To be done
Reproduce all of the lines below with every occurrence of "one point per instance" replaced by "a single point for each instance", leaving everything else unchanged. Omit the pictures from the answer.

:: Dataset rows

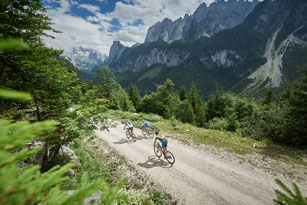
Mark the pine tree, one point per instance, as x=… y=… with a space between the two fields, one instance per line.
x=296 y=116
x=134 y=96
x=27 y=185
x=197 y=105
x=183 y=93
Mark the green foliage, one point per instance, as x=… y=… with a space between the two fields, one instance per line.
x=134 y=96
x=218 y=124
x=136 y=197
x=12 y=44
x=185 y=112
x=10 y=94
x=183 y=93
x=288 y=197
x=28 y=185
x=296 y=115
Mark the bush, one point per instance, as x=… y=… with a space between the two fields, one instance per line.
x=136 y=197
x=218 y=124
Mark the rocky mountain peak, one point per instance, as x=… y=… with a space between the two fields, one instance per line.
x=115 y=51
x=205 y=21
x=85 y=58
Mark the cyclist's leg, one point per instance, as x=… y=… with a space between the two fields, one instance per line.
x=164 y=149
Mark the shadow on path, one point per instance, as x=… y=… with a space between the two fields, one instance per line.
x=141 y=137
x=123 y=141
x=154 y=161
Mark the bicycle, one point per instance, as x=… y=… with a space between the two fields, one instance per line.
x=169 y=156
x=130 y=134
x=150 y=133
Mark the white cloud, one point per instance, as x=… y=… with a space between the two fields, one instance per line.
x=90 y=8
x=94 y=31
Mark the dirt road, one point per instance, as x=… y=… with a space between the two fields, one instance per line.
x=196 y=177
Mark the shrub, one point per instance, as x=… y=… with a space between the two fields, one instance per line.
x=218 y=124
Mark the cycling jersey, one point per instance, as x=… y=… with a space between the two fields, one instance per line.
x=146 y=124
x=163 y=140
x=129 y=124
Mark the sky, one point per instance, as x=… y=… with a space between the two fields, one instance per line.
x=96 y=24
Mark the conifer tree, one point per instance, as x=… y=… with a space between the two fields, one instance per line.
x=197 y=105
x=27 y=185
x=134 y=96
x=296 y=115
x=183 y=93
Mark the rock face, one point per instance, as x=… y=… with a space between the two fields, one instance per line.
x=205 y=21
x=86 y=59
x=115 y=51
x=169 y=58
x=264 y=50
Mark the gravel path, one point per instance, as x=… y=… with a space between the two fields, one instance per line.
x=197 y=177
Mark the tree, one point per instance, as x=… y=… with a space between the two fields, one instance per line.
x=185 y=112
x=134 y=96
x=125 y=103
x=197 y=105
x=27 y=185
x=296 y=115
x=183 y=93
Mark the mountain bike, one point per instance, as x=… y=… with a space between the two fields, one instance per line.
x=159 y=152
x=150 y=133
x=130 y=134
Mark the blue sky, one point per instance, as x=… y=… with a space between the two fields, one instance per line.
x=97 y=23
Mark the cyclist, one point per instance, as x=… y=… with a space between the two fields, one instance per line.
x=163 y=141
x=130 y=127
x=146 y=125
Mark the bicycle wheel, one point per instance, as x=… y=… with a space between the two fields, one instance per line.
x=158 y=151
x=133 y=136
x=144 y=132
x=127 y=134
x=170 y=157
x=151 y=134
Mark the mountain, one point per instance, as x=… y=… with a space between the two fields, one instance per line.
x=264 y=50
x=85 y=59
x=206 y=21
x=115 y=51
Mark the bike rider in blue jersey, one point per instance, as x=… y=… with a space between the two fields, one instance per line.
x=130 y=127
x=163 y=141
x=146 y=125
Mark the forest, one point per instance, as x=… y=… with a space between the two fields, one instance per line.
x=43 y=97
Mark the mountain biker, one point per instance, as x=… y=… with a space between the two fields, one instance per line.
x=130 y=126
x=164 y=142
x=146 y=125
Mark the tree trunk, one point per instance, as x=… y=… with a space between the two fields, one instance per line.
x=38 y=115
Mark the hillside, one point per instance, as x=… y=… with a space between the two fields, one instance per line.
x=257 y=53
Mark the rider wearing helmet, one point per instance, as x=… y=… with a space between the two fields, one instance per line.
x=129 y=125
x=146 y=125
x=163 y=141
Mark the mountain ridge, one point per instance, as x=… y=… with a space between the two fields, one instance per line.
x=226 y=60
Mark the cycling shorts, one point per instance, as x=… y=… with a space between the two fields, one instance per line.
x=164 y=145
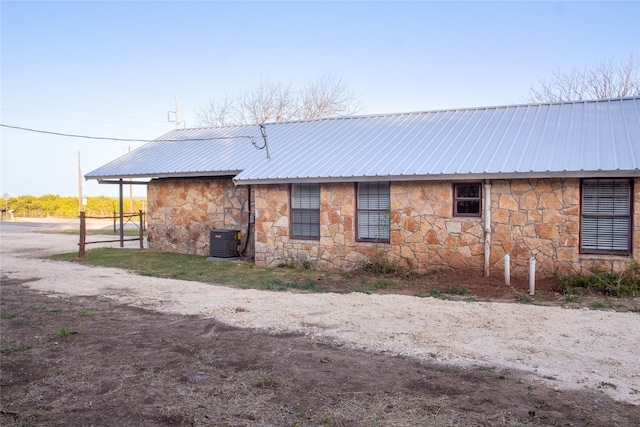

::::

Finished answer
Mark the pine tree, a single point for each instance, as x=… y=… with a space between the two fields, one instance per line.
x=296 y=116
x=134 y=96
x=27 y=185
x=197 y=105
x=183 y=93
Mark the green foliage, a single point for each instance, as x=… y=… with a space between the two fields, one instance per line.
x=134 y=96
x=218 y=124
x=136 y=197
x=12 y=44
x=185 y=112
x=10 y=94
x=183 y=93
x=288 y=197
x=28 y=185
x=296 y=115
Mark the bush, a single point for each instance, as x=… y=… with a space between the two fields, one instance per line.
x=136 y=197
x=218 y=124
Mark the rocky mountain peak, a single point for each instance, as x=… y=… with a space between the two fields, one instance per line.
x=115 y=51
x=205 y=21
x=85 y=58
Mark the cyclist's leg, a single point for each instance, as x=… y=… with a space between the two fields, one instance per line.
x=164 y=149
Mark the shadow on path, a single point for each instance, as x=… y=… with a space between the two fields, one instance per line.
x=141 y=137
x=123 y=141
x=154 y=161
Mark the bicycle, a single point for each instance, as x=… y=… with a space between the two fields, one instance per line.
x=169 y=156
x=130 y=134
x=150 y=133
Mark the white cloud, a single point for each instance, as x=… y=… with a space between the two fields, one instance per line.
x=90 y=8
x=94 y=31
Mark the dirt road, a single point for each instance, as x=… y=… with a space between the two fields, one instance per line.
x=196 y=177
Mark the shrub, a single point for each instance, as x=… y=… with a space between the two fields, one instance per line.
x=218 y=124
Mark the cycling jersey, a single point for each instance, as x=… y=… with a space between the two fields, one instance per line.
x=146 y=124
x=163 y=140
x=129 y=124
Mark the sky, a single point for each instance, as x=… y=… with a space between the two fields, one instance per line.
x=96 y=24
Mark the conifer tree, a single point for each instance, as x=… y=… with a space between the two fields, one instance per line.
x=197 y=105
x=27 y=185
x=134 y=96
x=296 y=115
x=183 y=93
Mark the rock face, a single point for each instance, as x=… y=… with a space between the two fields, one instance per line.
x=205 y=21
x=86 y=59
x=115 y=51
x=169 y=58
x=264 y=50
Mark the gravel path, a single point for each instance, as x=… y=… with a space between the two fields, one instance per line.
x=197 y=177
Mark the tree, a single point for each instance, as x=… y=… with a space between the two fields, one instance per line.
x=185 y=112
x=134 y=96
x=125 y=103
x=197 y=105
x=27 y=185
x=296 y=115
x=183 y=93
Mark the mountain bike, a single point for each instance, as x=… y=… with a space between the two fields, one instance per line.
x=159 y=152
x=150 y=133
x=130 y=134
Mark the blue sky, a single point for each instance, as x=… y=… with a space between the two fields, one instance per line.
x=97 y=23
Mark the cyclist, a single point for each instance, as x=… y=… with a space between the two fields, one instance per line.
x=163 y=141
x=130 y=127
x=146 y=125
Mark the bicycle wheel, a single point for each instance, as x=… y=… with a space between the two fields, one instance per line.
x=158 y=151
x=133 y=136
x=144 y=132
x=127 y=134
x=170 y=157
x=151 y=134
Mark the mountain, a single point for each instance, as x=… y=… with a space between the two fields, one instance per line.
x=264 y=50
x=85 y=59
x=206 y=21
x=115 y=51
Mark the bike rider in blue jersey, a single point for each instance, as x=… y=… with a space between the two fields, one instance per line.
x=130 y=127
x=163 y=141
x=146 y=125
Mark the forest, a single point for each instance, as x=… y=… with a space between the two fields, one instance per line.
x=43 y=97
Mark the mountain biker, a single point for each instance, as x=… y=… with a space between the two fields, one instance per line.
x=130 y=126
x=164 y=142
x=146 y=125
Mark the tree trunk, a single point for each instance, as x=… y=… with a space between the two fields, one instance per line.
x=38 y=115
Mark the hillside, a single point for each instance, as x=… y=… with a space between the two fields, one instance per line.
x=257 y=53
Mark the rider wearing helmet, a single point for each instance, as x=… y=… with a space between the two fields, one instance per line.
x=129 y=125
x=146 y=125
x=163 y=141
Mark the mountain ridge, a single point for each instance, as x=… y=… with a space between the two fields, one instance per line.
x=226 y=60
Mark the cycling shorts, a single point for each instance, as x=… y=… with a space between the two fields, one instance per line.
x=164 y=145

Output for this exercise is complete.